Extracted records
☆ ☆ ☆

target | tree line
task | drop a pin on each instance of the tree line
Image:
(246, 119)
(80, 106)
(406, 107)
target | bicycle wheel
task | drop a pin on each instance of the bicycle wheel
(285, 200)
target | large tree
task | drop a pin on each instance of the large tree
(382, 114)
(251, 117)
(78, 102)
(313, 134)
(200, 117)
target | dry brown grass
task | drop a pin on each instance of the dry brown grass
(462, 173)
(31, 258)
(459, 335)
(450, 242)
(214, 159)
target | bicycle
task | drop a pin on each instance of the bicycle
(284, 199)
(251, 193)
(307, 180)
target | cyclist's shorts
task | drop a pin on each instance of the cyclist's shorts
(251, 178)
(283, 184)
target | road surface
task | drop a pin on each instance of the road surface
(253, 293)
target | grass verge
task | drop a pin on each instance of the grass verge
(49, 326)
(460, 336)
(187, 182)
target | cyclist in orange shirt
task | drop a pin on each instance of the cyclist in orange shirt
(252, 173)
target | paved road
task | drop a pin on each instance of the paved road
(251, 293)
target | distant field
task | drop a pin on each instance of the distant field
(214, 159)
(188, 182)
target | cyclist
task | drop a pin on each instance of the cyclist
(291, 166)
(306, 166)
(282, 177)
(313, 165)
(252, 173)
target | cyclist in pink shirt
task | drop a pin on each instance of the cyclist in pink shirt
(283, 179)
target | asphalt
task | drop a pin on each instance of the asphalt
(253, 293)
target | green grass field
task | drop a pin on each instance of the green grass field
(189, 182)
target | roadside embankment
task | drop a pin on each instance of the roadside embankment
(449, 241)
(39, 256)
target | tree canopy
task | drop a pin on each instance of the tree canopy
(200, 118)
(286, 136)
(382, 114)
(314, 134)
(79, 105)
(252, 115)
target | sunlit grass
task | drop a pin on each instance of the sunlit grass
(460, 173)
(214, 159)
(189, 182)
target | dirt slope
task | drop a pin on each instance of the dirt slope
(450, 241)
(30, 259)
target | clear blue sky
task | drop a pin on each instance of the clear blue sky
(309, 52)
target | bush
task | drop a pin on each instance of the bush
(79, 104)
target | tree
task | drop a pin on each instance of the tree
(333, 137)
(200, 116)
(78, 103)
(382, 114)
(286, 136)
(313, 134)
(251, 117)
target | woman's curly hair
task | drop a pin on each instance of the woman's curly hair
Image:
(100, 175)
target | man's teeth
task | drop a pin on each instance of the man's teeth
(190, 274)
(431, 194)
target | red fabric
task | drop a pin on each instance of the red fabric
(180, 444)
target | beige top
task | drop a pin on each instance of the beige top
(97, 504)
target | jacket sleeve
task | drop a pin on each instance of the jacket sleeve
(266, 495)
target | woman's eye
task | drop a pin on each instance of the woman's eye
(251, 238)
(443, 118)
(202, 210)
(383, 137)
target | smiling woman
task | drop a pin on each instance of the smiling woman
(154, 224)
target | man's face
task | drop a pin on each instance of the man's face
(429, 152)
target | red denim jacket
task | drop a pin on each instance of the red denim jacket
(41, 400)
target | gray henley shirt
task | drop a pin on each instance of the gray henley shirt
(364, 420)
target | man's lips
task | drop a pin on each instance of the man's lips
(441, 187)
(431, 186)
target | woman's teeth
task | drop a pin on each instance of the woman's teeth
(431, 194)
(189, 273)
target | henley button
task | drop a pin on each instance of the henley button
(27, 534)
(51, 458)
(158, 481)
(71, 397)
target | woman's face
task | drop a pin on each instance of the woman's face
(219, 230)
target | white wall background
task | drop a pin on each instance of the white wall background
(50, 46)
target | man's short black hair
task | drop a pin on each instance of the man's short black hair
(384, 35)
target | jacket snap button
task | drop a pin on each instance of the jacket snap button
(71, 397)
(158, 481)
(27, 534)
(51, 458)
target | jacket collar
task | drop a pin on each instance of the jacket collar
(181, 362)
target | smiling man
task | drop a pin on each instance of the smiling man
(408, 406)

☆ ☆ ☆

▶ What you need to do: Copy out the full set of records precisely, leaving nothing out.

▶ Task result:
target | tree line
task | drop a pin on each instance of the tree line
Image:
(246, 119)
(80, 106)
(406, 107)
target | bicycle wheel
task | drop a pin on each instance of the bicycle wheel
(285, 200)
target | large tree
task | drop a pin on each instance of the large tree
(382, 114)
(251, 117)
(78, 102)
(313, 134)
(200, 117)
target | dry brown grass
task | drop a pin on each instance of the dry brown grass
(462, 173)
(31, 258)
(459, 335)
(450, 242)
(214, 159)
target | bicycle
task | drop a pin on each instance of the bicycle
(284, 199)
(251, 193)
(307, 180)
target | cyclist's shorts
task | drop a pin on each instance of the cyclist's shorts
(251, 178)
(283, 184)
target | road surface
task | drop a pin on each instance of the road surface
(253, 293)
target | grass verge
task | drop a pin on each instance of the grass verge
(49, 326)
(460, 336)
(187, 182)
target | cyclist in orange shirt
task | drop a pin on each instance of the cyclist in orange shirt
(252, 173)
target | paved road
task | drop a pin on each instance of the paved road
(251, 293)
target | distant field
task | drop a pin on each instance of the distant field
(214, 159)
(188, 182)
target | cyclist
task | drop a pin on each instance of the cyclist
(291, 166)
(306, 166)
(282, 177)
(313, 165)
(252, 173)
target | cyclist in pink shirt
task | drop a pin on each instance of the cyclist in pink shirt
(283, 179)
target | asphalt
task | drop a pin on each instance of the asphalt
(253, 293)
target | green grass field
task | drop a pin on each instance of the green grass field
(189, 182)
target | roadside embankment
task | drop a pin on each instance of the roadside embankment
(449, 241)
(39, 256)
target | tree canopy
task | drop a pin on each instance of the tree canopy
(200, 118)
(286, 136)
(382, 114)
(314, 134)
(79, 105)
(252, 115)
target | sunlit grass
task | drop a pin on each instance of the sunlit grass
(460, 173)
(214, 159)
(189, 182)
target | dirt slope
task | drop a pin on each instance of the dirt slope
(450, 241)
(30, 259)
target | clear blue sky
task | drop a pin on each instance of the clear blue sky
(309, 52)
target | bush
task | drop a pin on each instance of the bush
(79, 104)
target | tree
task | drop a pin on each instance of the tree
(333, 137)
(200, 116)
(78, 103)
(382, 114)
(286, 136)
(313, 134)
(251, 117)
target | woman's curly hair
task | drop a pin on each instance of the woman's curly hair
Image:
(100, 175)
target | man's teeth
task | drop a pin on each instance of the man's teeth
(190, 274)
(431, 194)
target | red fabric
task | drop a pin on each instance of the red fabric
(180, 444)
target | beige top
task | drop a pin on each instance of the beige top
(97, 504)
target | jacket sleeve
task | drop a pin on each instance of the jacket sleeve
(266, 495)
target | woman's eye
task | drop a pin on each instance of the woman's eye
(251, 238)
(443, 118)
(202, 210)
(383, 137)
target | smiling woman
task | drop a pin on each instance of the smiling woman
(154, 224)
target | man's face
task | drop a pin on each instance of the man's face
(429, 152)
target | red denim jacket
task | drop a pin on each instance of the red denim jacket
(41, 400)
target | gray henley shirt
task | drop a pin on each instance of the gray henley shirt
(364, 420)
target | man's lips
task | drop a pin on each instance of the man's lips
(441, 187)
(431, 186)
target | woman's teeth
task | drop a pin on each instance of the woman's teeth
(431, 194)
(189, 273)
target | henley button
task | drop a pin on each instance of the henley button
(27, 534)
(51, 458)
(158, 481)
(71, 397)
target | woman's face
task | drop a pin on each instance of the woman's face
(219, 230)
target | white wall background
task | drop a pin on each instance of the white wall background
(50, 46)
target | man's short black hair
task | drop a pin on each instance of the man's short black hair
(384, 35)
target | jacket snap button
task | drop a pin on each instance of the jacket snap button
(71, 397)
(158, 481)
(27, 534)
(51, 458)
target | jacket collar
task | drop a pin on each instance of the jacket collar
(181, 362)
target | smiling man
task | drop a pin on each instance of the smiling man
(408, 406)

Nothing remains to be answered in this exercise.